## [Estratto della pagina]

Le differenze di rendimento tra portafogli dei titoli minori e portafogli composti dai titoli di maggiore dimensione, arrivano quasi al 20% su base annua.

     Poiché questi portafogli sono stati costruiti in modo che avessero lo stesso grado di rischio sistematico (b), questi risultati potrebbero essere interpretati come un caso di estrema inefficienza del mercato; considerando però il notevole differenziale di rendimento tra imprese piccole e grandi e il suo persistere per così tanto tempo, sembra improbabile che gli investitori non avrebbero cominciato ad eliminare, attraverso la concorrenza reciproca, i profitti anormali.

     È forse più plausibile giudicare questa anomalia alla luce della cosiddetta joint hypotesys: il modello di determinazione dei rendimenti risulterebbe perciò inadeguato o comunque mal specificato.

     Infatti proprio questa è stata la strada percorsa dalla ricerca empirica successiva 14; essa ha innanzitutto dimostrato che la trattazione infrequente dei titoli minori si riflette in un maggior rischio, che veniva sistematicamente sottostimato nella determinazione dei beta delle piccole imprese.

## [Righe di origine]
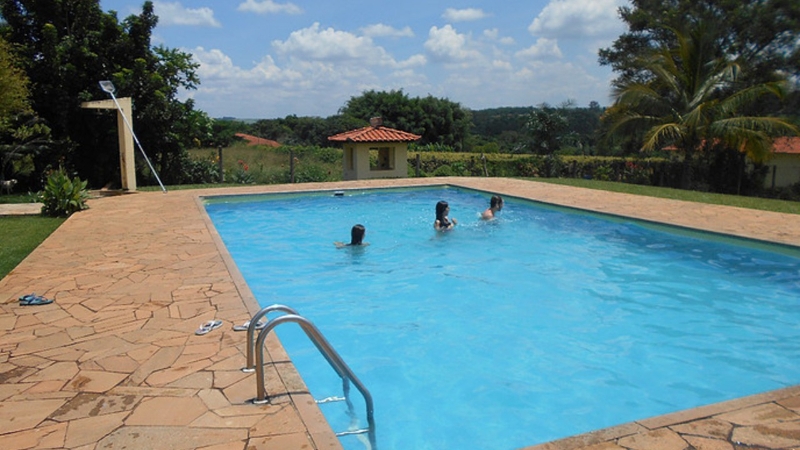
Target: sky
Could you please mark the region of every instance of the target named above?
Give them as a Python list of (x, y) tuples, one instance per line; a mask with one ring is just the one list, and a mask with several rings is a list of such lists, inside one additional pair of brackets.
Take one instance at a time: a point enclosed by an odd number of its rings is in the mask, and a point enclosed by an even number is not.
[[(101, 0), (120, 20), (143, 0)], [(328, 117), (365, 91), (473, 110), (610, 100), (597, 50), (628, 0), (154, 1), (151, 43), (199, 64), (183, 92), (212, 118)]]

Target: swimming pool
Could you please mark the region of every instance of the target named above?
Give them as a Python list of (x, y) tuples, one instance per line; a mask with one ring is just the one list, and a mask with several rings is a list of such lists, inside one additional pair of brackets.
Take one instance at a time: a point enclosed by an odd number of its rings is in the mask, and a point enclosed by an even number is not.
[[(432, 230), (439, 199), (452, 233)], [(514, 199), (483, 223), (488, 196), (452, 188), (231, 200), (207, 209), (251, 290), (342, 354), (381, 449), (511, 449), (800, 380), (793, 251)], [(356, 222), (371, 245), (335, 249)], [(337, 392), (290, 328), (311, 391)]]

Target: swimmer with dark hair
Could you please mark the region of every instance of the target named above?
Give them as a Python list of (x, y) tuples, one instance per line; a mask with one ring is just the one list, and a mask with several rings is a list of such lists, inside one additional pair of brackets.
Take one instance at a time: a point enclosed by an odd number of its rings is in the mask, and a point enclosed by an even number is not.
[(486, 211), (484, 211), (483, 214), (481, 214), (481, 219), (492, 220), (502, 209), (503, 197), (500, 197), (499, 195), (493, 195), (492, 199), (489, 201), (489, 207), (486, 208)]
[(352, 246), (364, 246), (366, 247), (369, 245), (368, 242), (364, 242), (364, 234), (367, 232), (367, 229), (364, 228), (364, 225), (356, 224), (353, 225), (353, 228), (350, 230), (350, 243), (345, 244), (344, 242), (334, 242), (338, 248), (342, 247), (352, 247)]
[(436, 204), (436, 221), (433, 222), (433, 229), (436, 231), (447, 231), (452, 229), (458, 223), (458, 220), (448, 217), (450, 214), (450, 205), (442, 200)]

## [Compiti]
a – Modifica un tratto delle righe. Comincia dalla riga che contiene "Target: swimming pool", fermati dopo quella che contiene "328), (311, 391)]]" e riscrivile sostituendo "instance" con "occurrence" senza cambiare nient'altro.
b – Prosegui il brano sui rendimenti dei titoli minori a partire dal punto in cui si interrompe.

## [Risultati per compito]
a –
Target: swimming pool
Could you please mark the region of every occurrence of the target named above?
Give them as a Python list of (x, y) tuples, one occurrence per line; a mask with one ring is just the one list, and a mask with several rings is a list of such lists, inside one additional pair of brackets.
Take one occurrence at a time: a point enclosed by an odd number of its rings is in the mask, and a point enclosed by an even number is not.
[[(432, 230), (439, 199), (452, 233)], [(514, 199), (483, 223), (488, 196), (452, 188), (231, 200), (207, 209), (251, 290), (342, 354), (381, 449), (511, 449), (800, 380), (793, 251)], [(356, 222), (371, 245), (335, 249)], [(337, 392), (290, 328), (311, 391)]]

b –
In secondo luogo è stato dimostrato 15 come il metodo di formazione dei portafogli di titoli di società minori generasse una sovrastima dei rendimenti.
Una misurazione corretta del rischio e del rendimento dei titoli delle piccole imprese sembrerebbe eliminare almeno il 50% dello small firm effect.

Verifiche empiriche dell'ipotesi di efficienza semiforte

     Rammentiamo innanzitutto che l'ipotesi di efficienza del mercato in forma semiforte sostiene che tutte le informazioni pubbliche sono completamente riflesse nei prezzi azionari; gli investitori non dovrebbero essere in grado di guadagnare tassi di rendimento anormali utilizzando strategie di compravendita basate sulle informazioni disponibili al pubblico.

     Uno dei primi studi ad aver esaminato tale forma di efficienza è stato condotto nel 1969 16, ed ha analizzato l'effetto dei frazionamenti di azioni sui prezzi delle azioni.
L'importanza di questo studio risiede tra l'altro nell'aver utilizzato una metodologia di ricerca che è stata poi ampiamente sfruttata da altri ricercatori 17.
Dopo aver stimato un rendimento normale attraverso una regressione tra il rendimento del titolo e i rendimenti di un indice di mercato, è stato determinato il rendimento anormale per ogni periodo di tempo, togliendo dal rendimento effettivo riscontrato il rendimento normale stimato.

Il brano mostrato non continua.